=== Section Start ===

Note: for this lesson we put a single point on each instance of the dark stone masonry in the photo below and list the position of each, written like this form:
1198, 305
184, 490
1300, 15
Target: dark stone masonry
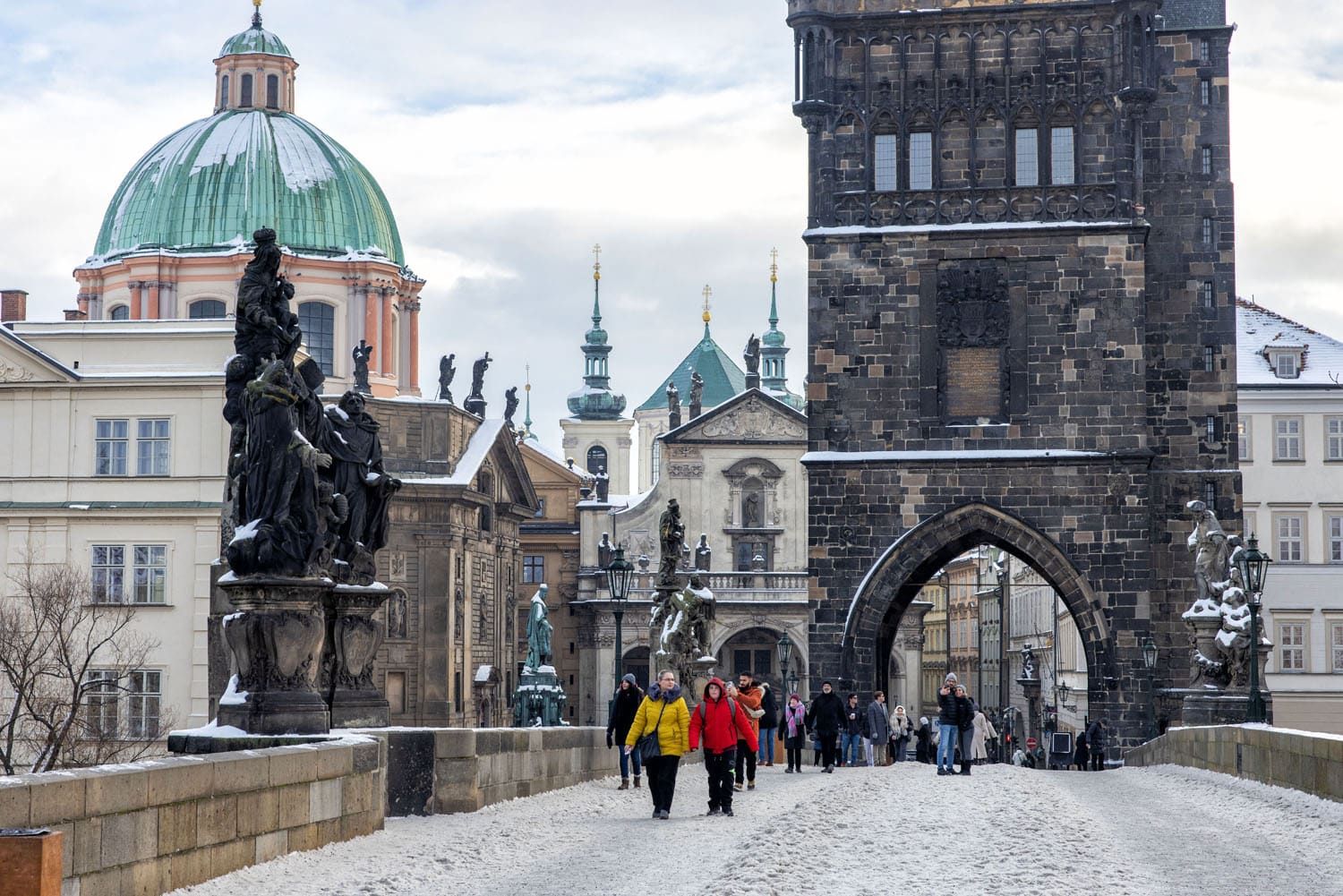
1021, 313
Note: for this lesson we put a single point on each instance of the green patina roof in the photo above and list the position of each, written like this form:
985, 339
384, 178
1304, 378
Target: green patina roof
210, 184
722, 376
255, 39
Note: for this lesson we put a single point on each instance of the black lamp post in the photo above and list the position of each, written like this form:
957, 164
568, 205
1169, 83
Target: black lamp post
1253, 566
618, 584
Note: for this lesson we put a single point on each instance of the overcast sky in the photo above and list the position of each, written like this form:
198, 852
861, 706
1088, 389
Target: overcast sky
510, 137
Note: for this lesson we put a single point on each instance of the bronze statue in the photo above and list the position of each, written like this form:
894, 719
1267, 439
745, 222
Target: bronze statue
445, 378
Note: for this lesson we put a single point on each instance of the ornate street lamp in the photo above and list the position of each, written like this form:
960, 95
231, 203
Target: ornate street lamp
618, 585
1253, 566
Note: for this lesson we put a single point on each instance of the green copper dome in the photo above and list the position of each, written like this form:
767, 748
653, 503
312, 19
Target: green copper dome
255, 39
214, 182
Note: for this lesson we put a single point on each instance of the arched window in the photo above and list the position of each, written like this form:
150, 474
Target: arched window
317, 320
207, 309
596, 460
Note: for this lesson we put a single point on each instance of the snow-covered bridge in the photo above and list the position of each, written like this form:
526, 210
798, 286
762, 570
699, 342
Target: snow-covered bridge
1133, 832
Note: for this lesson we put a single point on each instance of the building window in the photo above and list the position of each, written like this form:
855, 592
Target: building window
107, 573
1291, 638
1061, 155
207, 309
534, 568
1028, 158
596, 460
112, 443
920, 160
150, 574
153, 446
144, 694
884, 163
317, 320
101, 703
1291, 543
1287, 442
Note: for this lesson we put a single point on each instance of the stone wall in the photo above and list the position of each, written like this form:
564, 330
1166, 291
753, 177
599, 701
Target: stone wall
1297, 759
156, 825
449, 770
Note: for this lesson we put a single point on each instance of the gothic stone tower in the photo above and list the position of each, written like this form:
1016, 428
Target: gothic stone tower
1021, 313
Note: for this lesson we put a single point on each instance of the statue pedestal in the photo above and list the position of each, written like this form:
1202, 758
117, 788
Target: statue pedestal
276, 637
539, 696
352, 641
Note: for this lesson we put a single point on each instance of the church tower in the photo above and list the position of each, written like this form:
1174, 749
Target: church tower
598, 435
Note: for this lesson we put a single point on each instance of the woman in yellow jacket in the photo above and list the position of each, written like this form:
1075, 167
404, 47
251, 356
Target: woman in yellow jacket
665, 713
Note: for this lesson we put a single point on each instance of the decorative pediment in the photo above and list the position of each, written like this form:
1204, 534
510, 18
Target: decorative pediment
751, 416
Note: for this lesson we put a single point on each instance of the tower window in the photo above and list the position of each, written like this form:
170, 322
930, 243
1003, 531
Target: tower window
1061, 156
884, 163
1028, 158
317, 320
920, 160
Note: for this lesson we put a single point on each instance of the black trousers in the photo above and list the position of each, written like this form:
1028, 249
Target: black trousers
720, 777
661, 772
827, 748
746, 755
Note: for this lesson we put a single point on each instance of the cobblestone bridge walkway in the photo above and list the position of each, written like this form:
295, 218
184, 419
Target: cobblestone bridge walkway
902, 831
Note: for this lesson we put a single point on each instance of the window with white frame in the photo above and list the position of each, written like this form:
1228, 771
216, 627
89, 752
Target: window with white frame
1291, 542
110, 446
144, 696
1028, 158
107, 573
1334, 438
884, 163
1291, 638
153, 446
920, 160
1287, 438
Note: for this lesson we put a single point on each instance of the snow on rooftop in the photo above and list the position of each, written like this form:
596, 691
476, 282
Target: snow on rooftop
1260, 330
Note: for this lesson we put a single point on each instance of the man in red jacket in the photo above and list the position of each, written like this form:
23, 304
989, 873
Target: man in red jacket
720, 721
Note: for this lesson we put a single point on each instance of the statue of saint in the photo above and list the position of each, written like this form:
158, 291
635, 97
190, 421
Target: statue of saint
672, 536
673, 405
696, 394
539, 632
445, 378
752, 354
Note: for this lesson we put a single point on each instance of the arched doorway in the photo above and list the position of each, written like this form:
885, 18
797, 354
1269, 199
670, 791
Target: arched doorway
916, 559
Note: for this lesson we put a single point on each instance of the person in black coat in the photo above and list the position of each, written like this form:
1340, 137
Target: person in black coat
825, 718
768, 723
623, 708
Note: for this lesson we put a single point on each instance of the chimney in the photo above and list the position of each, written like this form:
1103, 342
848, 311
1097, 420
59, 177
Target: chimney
13, 305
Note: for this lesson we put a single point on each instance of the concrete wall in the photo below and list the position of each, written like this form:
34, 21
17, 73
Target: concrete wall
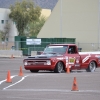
73, 19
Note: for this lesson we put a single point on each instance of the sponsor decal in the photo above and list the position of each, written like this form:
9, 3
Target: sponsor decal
86, 58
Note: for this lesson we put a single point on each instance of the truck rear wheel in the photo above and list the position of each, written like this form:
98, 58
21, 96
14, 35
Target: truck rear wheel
59, 67
91, 67
34, 71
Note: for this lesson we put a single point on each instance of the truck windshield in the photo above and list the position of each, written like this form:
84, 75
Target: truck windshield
55, 49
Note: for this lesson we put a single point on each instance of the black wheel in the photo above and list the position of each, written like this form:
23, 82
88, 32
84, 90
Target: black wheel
34, 71
59, 67
91, 67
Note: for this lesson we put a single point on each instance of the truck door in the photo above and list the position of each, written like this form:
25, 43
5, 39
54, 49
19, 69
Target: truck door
74, 57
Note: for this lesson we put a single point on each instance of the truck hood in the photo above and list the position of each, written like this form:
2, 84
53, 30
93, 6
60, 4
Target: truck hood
46, 56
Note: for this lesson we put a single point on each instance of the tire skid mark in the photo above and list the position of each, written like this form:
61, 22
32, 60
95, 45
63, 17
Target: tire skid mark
6, 79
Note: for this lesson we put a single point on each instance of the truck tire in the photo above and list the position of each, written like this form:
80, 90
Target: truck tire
59, 67
91, 67
34, 71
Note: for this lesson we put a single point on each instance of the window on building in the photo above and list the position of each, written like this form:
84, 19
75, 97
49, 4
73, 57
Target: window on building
2, 21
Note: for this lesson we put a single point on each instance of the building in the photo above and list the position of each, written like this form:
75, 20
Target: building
46, 5
75, 19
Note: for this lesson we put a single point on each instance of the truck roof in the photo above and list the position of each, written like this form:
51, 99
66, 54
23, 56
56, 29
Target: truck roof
62, 44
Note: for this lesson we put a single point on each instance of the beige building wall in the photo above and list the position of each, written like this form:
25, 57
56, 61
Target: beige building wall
46, 12
73, 19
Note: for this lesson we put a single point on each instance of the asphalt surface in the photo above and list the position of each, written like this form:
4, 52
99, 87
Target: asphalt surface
46, 85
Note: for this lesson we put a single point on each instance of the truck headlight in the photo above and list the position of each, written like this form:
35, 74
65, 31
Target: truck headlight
48, 62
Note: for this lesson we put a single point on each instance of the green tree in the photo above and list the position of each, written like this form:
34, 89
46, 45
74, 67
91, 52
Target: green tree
34, 28
23, 13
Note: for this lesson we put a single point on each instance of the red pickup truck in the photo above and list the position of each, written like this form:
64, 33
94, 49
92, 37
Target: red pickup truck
56, 57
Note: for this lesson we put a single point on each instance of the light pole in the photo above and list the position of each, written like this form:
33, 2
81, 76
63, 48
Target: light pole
99, 26
61, 18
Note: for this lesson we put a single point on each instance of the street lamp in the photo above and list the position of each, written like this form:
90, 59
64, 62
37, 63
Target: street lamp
61, 18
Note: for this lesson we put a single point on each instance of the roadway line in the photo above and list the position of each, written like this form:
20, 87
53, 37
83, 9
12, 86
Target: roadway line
16, 82
52, 90
6, 79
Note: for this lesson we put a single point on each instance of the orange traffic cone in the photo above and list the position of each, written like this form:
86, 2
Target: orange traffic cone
20, 72
8, 78
74, 87
68, 69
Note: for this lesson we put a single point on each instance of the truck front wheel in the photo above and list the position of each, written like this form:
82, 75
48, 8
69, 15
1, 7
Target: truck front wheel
91, 67
59, 67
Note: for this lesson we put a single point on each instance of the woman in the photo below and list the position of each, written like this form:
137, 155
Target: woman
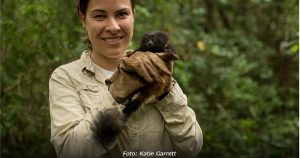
77, 94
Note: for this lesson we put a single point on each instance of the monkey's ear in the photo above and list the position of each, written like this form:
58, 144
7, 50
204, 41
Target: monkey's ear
168, 56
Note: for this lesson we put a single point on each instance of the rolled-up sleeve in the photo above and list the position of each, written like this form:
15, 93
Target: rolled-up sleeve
180, 123
71, 125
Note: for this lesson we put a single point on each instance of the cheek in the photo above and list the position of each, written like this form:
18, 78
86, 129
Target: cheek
127, 26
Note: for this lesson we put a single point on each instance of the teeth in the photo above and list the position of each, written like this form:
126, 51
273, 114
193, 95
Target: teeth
111, 39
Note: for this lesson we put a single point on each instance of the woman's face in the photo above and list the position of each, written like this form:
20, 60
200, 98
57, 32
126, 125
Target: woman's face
109, 24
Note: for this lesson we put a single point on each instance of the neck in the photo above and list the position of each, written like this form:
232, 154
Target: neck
106, 63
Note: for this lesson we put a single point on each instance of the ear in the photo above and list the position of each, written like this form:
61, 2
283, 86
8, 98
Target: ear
82, 18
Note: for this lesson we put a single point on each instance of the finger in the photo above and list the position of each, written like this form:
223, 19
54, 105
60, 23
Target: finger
152, 70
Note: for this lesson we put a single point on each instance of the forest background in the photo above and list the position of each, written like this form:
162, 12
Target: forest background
238, 67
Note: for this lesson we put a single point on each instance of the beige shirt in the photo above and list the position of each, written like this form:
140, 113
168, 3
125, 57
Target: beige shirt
77, 93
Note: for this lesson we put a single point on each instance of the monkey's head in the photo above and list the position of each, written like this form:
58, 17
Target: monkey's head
154, 41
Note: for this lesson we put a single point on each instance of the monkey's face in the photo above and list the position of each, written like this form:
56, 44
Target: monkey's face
154, 41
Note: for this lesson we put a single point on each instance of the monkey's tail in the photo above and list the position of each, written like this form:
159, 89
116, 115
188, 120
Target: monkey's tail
108, 125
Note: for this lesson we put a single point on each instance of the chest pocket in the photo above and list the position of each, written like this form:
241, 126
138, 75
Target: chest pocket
90, 95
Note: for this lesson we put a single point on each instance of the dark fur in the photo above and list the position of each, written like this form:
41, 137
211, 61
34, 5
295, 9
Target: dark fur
155, 42
108, 125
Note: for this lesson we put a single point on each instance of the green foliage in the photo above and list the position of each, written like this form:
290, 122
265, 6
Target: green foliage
238, 67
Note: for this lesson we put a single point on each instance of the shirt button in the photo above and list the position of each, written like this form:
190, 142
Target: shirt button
134, 134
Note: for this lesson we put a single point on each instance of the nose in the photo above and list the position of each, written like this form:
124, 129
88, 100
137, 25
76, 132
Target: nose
108, 82
113, 25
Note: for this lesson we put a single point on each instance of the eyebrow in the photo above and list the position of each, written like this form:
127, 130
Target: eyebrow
103, 11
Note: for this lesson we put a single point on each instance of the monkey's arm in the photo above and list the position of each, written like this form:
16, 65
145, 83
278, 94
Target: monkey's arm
180, 122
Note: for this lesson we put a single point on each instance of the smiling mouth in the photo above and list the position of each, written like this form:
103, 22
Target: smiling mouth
112, 39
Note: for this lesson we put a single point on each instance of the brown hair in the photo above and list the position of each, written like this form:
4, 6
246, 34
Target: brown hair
81, 9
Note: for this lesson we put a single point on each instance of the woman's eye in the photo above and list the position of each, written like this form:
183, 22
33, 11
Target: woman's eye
122, 14
99, 16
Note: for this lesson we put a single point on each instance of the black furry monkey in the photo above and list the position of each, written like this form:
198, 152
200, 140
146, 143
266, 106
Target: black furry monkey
155, 42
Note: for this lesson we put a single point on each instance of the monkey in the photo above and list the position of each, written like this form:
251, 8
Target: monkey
108, 125
154, 42
110, 122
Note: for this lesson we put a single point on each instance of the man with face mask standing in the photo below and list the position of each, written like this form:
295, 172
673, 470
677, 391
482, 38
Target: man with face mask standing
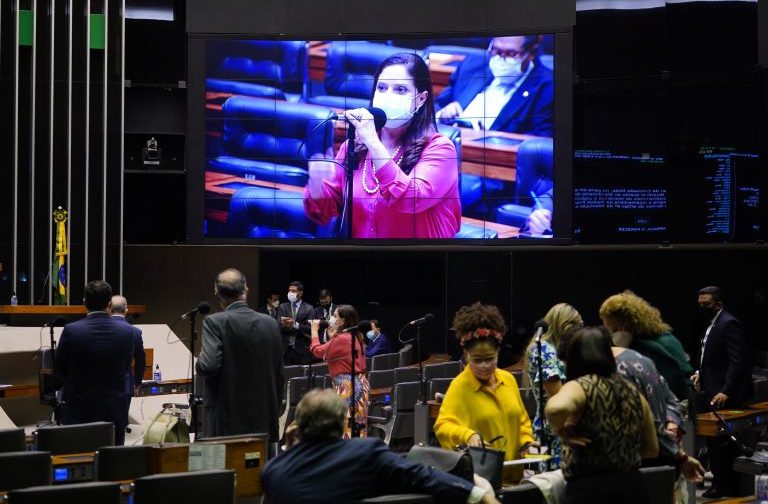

=== Section End ===

◆ Exercise instructions
Above are lines of data; count those that hold "standing" and answer with the number only.

◆ Result below
2